■ **Exercise prompt**:
In the records below, count every line where the string "ceramic" appears, and reply with the count only.
___ Working data
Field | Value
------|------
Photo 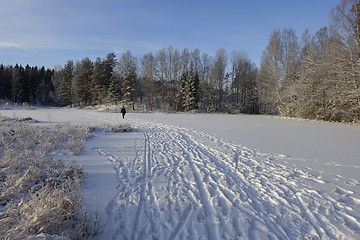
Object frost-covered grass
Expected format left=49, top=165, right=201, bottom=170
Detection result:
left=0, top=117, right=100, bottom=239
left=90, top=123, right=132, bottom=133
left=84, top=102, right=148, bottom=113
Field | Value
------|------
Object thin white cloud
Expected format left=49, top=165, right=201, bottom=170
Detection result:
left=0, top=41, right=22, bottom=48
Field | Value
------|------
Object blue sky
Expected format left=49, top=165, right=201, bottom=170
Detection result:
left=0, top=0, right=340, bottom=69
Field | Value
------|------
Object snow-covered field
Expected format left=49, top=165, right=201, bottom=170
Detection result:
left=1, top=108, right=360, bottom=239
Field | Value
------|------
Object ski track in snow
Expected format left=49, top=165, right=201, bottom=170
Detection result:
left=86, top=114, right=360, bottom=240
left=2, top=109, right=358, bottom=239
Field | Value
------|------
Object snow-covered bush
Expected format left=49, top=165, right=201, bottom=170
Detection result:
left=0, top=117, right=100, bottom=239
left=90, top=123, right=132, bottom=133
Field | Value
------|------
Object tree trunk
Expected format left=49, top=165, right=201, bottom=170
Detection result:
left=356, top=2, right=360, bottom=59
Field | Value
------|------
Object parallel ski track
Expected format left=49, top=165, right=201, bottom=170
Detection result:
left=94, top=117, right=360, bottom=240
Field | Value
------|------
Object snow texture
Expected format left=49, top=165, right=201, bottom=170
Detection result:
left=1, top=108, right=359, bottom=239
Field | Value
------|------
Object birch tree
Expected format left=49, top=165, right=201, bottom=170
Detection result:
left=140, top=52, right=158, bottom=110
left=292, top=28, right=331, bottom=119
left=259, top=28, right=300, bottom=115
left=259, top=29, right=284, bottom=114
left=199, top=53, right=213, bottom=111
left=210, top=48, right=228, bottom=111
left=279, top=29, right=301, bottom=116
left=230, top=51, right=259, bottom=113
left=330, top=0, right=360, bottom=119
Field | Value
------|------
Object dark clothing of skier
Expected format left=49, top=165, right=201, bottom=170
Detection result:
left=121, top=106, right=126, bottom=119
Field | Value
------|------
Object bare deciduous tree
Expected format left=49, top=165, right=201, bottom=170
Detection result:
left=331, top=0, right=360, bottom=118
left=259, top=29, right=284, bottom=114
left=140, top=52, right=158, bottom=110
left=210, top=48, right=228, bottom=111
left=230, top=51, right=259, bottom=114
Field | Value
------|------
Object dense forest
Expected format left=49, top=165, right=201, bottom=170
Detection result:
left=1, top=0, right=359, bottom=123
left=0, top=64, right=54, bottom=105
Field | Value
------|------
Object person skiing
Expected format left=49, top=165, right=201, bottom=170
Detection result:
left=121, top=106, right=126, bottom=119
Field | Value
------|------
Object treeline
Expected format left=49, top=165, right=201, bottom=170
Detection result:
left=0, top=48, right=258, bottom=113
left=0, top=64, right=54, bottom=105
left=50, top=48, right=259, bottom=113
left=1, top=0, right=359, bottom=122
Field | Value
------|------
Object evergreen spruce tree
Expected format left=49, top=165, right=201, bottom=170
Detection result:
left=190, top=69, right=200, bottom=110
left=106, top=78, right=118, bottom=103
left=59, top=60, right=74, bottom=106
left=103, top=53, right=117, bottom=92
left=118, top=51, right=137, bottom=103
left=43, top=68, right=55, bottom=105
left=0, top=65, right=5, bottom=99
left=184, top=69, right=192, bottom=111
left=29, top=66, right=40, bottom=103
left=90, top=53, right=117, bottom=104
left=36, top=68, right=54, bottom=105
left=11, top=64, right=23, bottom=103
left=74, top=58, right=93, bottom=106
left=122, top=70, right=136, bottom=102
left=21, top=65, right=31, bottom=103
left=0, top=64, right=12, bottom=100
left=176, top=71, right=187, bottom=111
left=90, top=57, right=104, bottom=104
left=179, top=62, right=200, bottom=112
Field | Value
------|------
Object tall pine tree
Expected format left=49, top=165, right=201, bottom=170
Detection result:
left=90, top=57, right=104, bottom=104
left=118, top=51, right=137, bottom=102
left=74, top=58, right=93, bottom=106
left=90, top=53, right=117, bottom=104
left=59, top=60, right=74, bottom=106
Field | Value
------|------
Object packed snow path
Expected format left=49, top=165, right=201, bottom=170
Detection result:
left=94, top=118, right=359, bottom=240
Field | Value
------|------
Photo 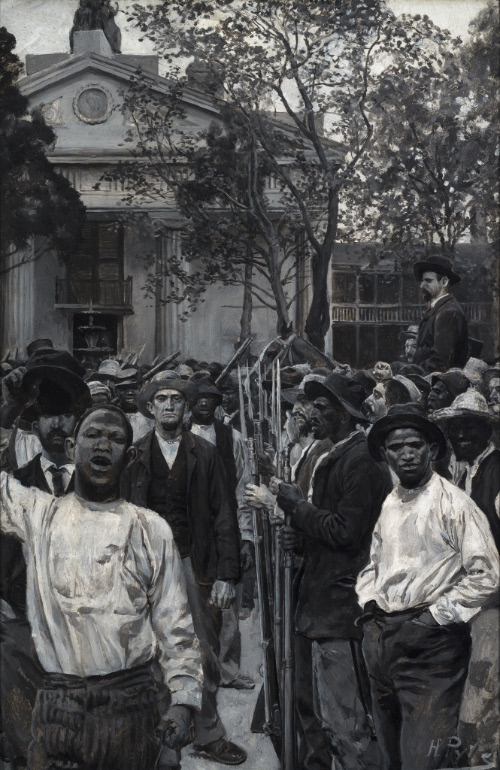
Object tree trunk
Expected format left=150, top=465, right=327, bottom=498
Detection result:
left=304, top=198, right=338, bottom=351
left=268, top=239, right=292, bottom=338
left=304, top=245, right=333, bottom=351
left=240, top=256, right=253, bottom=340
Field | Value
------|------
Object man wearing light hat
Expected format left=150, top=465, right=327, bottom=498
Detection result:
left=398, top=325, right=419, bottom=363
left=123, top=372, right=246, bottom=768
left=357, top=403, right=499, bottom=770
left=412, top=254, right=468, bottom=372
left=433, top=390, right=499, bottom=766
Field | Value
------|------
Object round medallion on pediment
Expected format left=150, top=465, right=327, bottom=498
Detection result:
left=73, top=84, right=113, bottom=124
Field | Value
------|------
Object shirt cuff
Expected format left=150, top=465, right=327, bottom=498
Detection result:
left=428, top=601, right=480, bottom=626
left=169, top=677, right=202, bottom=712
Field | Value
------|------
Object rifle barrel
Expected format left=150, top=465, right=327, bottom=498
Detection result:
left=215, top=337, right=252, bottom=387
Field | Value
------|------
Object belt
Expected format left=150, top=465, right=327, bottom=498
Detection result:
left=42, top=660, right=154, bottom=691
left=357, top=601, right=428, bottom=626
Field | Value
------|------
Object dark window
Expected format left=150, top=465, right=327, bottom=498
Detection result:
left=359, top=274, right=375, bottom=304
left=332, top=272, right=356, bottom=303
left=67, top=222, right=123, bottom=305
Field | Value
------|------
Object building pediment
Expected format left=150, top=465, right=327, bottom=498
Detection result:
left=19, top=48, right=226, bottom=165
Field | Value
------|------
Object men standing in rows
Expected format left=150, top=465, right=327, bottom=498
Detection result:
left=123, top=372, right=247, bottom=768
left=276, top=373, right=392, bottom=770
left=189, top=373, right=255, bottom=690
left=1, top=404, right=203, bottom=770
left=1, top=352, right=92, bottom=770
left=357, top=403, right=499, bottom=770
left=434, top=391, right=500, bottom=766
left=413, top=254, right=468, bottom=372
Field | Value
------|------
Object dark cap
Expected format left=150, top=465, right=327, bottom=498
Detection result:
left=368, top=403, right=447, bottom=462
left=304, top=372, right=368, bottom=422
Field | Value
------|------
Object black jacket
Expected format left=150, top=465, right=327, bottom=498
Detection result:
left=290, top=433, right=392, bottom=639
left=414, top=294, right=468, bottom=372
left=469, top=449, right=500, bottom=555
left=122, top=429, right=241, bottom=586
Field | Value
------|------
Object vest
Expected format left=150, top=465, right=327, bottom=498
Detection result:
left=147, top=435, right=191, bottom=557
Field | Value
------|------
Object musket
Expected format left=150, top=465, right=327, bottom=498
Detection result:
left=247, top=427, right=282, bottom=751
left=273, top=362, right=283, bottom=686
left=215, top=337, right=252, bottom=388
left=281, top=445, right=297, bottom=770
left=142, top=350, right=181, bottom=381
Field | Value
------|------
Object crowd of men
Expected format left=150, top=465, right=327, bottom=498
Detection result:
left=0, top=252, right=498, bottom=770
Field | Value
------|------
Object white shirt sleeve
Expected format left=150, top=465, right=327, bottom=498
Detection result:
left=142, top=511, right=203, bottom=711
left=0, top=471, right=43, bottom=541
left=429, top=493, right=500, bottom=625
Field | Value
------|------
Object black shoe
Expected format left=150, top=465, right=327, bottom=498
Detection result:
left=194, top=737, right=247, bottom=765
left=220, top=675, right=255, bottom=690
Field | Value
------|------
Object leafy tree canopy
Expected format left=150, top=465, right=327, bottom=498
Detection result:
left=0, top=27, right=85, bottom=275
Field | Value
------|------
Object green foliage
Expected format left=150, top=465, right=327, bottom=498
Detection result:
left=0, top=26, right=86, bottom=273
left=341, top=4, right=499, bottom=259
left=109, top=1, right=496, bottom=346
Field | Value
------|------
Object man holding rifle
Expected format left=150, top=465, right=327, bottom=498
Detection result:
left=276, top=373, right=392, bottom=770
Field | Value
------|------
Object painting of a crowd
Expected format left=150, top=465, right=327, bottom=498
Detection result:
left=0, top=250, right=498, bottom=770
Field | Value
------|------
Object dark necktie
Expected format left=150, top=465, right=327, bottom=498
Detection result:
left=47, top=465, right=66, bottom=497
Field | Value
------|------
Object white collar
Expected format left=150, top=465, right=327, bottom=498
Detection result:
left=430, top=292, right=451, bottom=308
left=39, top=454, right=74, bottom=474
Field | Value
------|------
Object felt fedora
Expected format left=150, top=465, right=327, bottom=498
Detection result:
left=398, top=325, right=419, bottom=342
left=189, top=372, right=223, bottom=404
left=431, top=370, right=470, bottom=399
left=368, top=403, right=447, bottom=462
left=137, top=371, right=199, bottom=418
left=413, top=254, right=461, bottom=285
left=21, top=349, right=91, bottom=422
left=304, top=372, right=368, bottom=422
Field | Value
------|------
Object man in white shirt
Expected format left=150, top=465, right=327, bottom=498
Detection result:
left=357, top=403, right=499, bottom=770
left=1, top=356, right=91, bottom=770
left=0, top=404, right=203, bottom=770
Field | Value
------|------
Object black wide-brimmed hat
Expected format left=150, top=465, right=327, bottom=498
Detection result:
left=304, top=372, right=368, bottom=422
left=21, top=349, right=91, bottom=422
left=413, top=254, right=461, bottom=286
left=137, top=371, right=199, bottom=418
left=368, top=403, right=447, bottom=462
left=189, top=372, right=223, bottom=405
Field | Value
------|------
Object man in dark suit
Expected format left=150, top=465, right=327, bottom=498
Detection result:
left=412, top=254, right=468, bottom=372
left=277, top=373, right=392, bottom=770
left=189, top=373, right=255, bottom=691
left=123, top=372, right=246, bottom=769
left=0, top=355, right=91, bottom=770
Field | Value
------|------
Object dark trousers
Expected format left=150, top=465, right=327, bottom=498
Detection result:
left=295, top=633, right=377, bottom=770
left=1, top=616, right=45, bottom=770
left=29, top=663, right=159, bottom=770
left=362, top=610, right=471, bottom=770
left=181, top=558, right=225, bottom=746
______
___ Working data
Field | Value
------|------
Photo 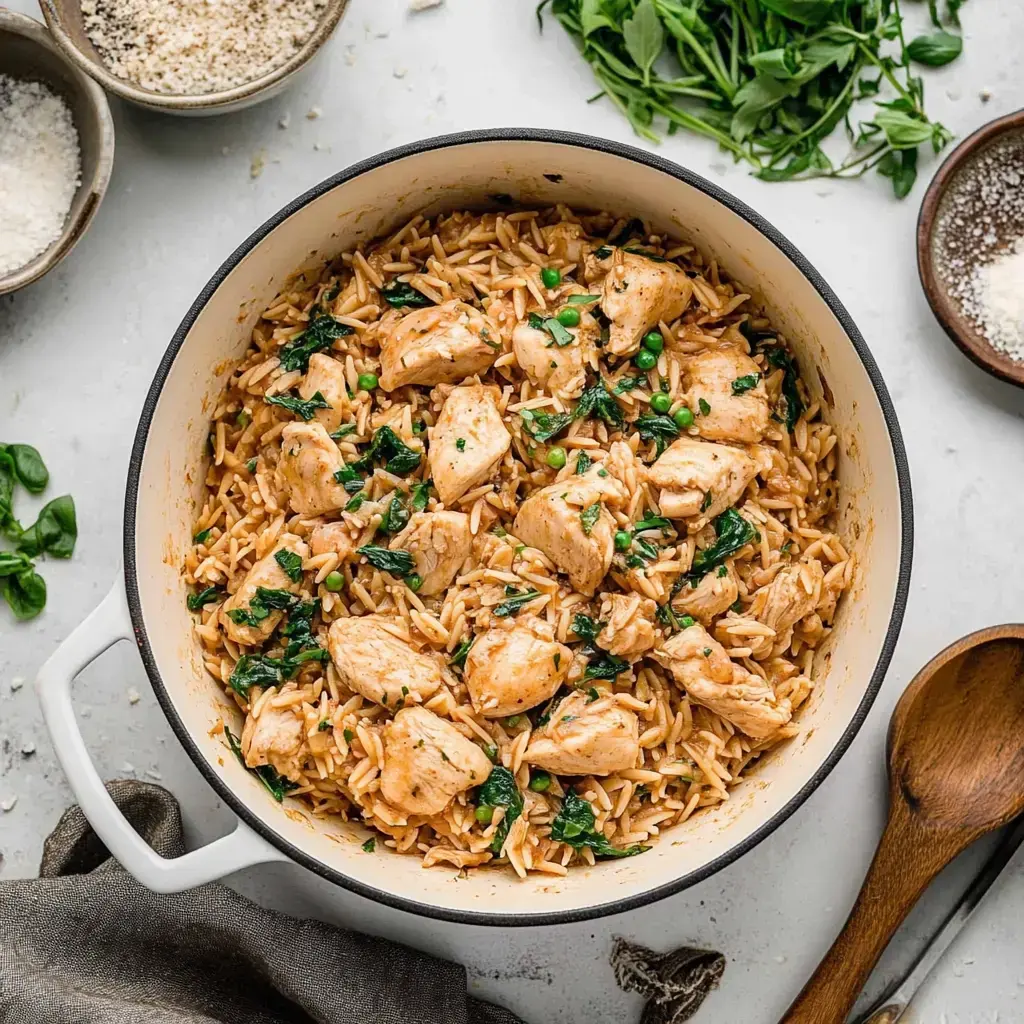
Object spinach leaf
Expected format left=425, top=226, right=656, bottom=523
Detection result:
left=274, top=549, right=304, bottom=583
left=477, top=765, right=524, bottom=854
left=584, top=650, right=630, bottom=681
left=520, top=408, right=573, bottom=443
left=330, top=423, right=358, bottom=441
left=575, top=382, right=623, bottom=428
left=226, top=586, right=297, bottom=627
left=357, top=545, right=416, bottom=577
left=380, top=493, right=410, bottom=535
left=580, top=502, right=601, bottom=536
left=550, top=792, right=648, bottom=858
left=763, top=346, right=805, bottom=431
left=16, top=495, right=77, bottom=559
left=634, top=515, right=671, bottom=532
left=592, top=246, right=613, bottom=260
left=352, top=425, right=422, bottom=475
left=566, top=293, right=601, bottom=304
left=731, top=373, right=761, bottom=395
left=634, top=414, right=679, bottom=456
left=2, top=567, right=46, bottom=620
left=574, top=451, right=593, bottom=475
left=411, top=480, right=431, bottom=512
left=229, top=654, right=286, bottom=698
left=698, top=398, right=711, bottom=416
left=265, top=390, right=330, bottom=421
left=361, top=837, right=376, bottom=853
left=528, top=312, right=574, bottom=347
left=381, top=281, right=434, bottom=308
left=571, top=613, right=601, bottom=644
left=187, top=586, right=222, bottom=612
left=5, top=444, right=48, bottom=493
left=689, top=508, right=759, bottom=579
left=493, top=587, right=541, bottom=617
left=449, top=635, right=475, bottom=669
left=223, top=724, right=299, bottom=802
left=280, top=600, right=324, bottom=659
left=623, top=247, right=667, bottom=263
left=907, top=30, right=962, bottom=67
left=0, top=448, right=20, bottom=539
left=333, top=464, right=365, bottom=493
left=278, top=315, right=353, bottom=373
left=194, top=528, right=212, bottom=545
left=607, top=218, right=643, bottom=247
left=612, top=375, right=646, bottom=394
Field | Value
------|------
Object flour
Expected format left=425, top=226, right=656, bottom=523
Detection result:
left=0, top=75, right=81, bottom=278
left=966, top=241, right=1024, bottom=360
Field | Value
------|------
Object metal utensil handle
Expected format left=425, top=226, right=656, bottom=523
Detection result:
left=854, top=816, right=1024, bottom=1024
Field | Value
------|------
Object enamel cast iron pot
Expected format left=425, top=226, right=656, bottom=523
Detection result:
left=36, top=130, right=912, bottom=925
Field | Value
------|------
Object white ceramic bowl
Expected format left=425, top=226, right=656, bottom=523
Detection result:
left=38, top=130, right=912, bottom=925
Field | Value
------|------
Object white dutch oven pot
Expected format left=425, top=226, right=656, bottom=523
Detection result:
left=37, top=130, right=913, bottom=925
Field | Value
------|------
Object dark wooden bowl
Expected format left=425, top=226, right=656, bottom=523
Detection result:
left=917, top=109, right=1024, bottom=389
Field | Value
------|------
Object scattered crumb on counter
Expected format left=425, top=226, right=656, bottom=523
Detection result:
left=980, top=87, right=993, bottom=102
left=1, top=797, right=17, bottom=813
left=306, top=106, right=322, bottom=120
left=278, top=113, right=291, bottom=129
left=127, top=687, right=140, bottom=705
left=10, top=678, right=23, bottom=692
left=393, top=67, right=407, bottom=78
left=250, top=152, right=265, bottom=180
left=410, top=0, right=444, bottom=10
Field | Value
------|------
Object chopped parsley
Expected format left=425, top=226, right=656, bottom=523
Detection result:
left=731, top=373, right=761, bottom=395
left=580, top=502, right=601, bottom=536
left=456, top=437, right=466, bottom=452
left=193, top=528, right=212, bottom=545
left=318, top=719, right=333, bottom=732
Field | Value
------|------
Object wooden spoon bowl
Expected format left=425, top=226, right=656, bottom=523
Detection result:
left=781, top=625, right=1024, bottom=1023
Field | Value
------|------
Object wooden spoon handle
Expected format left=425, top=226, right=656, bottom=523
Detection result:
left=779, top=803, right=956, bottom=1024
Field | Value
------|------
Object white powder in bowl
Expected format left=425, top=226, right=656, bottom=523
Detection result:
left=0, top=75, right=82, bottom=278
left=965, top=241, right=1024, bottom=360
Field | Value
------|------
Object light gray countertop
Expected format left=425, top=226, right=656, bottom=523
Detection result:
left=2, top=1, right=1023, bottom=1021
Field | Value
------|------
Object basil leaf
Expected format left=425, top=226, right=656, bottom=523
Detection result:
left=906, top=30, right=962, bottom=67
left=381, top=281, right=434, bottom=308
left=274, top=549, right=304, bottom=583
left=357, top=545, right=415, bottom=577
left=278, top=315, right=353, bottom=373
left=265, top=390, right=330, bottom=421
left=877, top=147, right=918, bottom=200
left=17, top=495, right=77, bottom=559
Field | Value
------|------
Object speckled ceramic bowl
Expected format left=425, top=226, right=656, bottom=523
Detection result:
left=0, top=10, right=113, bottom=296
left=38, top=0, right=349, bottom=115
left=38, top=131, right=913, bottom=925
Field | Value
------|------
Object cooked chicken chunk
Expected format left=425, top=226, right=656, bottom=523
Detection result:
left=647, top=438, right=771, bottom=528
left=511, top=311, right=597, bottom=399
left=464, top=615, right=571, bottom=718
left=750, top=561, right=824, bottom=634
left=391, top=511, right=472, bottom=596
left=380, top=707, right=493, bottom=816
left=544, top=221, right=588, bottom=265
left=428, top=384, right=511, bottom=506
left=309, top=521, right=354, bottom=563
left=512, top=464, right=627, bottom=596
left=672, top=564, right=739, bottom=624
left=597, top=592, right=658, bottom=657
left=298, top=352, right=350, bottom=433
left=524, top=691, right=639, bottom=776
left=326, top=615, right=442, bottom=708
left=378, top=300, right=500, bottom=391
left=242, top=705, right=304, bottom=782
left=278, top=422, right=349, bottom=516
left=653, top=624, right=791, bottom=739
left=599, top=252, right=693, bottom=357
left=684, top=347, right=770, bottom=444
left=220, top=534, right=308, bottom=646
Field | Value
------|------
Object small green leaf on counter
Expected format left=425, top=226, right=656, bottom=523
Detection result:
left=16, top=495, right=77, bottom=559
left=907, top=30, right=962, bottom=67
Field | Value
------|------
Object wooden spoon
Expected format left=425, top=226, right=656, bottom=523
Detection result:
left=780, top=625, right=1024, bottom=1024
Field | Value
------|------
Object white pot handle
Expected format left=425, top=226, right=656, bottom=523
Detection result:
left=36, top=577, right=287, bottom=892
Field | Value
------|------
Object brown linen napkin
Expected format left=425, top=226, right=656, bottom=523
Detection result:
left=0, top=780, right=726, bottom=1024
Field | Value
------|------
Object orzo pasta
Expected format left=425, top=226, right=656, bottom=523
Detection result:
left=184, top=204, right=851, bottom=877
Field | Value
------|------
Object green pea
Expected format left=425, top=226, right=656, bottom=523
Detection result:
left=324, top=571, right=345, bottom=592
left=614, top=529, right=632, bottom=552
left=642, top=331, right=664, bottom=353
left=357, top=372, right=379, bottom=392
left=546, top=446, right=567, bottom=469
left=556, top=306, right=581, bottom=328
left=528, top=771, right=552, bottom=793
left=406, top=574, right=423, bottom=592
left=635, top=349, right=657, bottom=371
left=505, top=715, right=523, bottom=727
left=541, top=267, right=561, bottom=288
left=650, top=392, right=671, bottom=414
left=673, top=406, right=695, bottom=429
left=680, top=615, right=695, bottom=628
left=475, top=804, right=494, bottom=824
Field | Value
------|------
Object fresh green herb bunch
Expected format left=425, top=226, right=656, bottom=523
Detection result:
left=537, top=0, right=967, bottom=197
______
___ Working data
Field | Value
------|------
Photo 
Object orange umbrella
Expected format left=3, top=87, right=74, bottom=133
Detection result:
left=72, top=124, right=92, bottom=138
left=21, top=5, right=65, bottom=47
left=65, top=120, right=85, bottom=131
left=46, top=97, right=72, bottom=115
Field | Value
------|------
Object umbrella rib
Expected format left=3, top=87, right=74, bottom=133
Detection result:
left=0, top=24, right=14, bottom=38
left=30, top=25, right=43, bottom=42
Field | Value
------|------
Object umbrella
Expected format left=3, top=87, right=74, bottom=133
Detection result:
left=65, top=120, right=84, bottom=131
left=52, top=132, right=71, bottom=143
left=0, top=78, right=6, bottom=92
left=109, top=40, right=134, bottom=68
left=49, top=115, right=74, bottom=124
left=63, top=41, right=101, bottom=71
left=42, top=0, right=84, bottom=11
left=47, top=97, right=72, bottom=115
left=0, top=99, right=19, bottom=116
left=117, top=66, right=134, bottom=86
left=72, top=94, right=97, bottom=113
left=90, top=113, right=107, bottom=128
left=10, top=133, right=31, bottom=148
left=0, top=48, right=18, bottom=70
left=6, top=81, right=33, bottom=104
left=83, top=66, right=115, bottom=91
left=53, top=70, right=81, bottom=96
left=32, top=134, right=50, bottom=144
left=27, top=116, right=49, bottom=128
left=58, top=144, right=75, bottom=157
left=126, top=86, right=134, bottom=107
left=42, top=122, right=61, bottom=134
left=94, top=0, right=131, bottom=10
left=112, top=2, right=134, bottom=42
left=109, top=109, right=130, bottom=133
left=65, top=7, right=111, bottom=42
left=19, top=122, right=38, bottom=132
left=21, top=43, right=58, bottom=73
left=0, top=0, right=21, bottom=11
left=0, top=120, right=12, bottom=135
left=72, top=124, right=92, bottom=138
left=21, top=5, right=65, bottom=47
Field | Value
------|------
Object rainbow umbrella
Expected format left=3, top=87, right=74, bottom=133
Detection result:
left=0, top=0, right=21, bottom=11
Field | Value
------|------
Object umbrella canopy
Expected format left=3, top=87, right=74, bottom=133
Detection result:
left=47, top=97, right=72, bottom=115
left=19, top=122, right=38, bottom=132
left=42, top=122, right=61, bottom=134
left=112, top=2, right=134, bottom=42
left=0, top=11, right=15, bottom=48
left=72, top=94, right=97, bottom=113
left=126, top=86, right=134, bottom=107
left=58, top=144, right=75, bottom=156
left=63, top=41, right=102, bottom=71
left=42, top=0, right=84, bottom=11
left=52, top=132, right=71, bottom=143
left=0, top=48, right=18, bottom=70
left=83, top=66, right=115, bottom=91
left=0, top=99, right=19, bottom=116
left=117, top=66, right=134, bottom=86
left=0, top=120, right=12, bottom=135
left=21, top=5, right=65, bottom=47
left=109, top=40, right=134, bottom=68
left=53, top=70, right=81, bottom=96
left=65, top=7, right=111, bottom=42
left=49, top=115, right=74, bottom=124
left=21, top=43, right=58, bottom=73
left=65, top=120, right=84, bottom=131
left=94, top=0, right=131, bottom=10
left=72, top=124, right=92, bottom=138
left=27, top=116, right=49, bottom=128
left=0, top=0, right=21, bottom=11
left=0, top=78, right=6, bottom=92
______
■ **Task output**:
2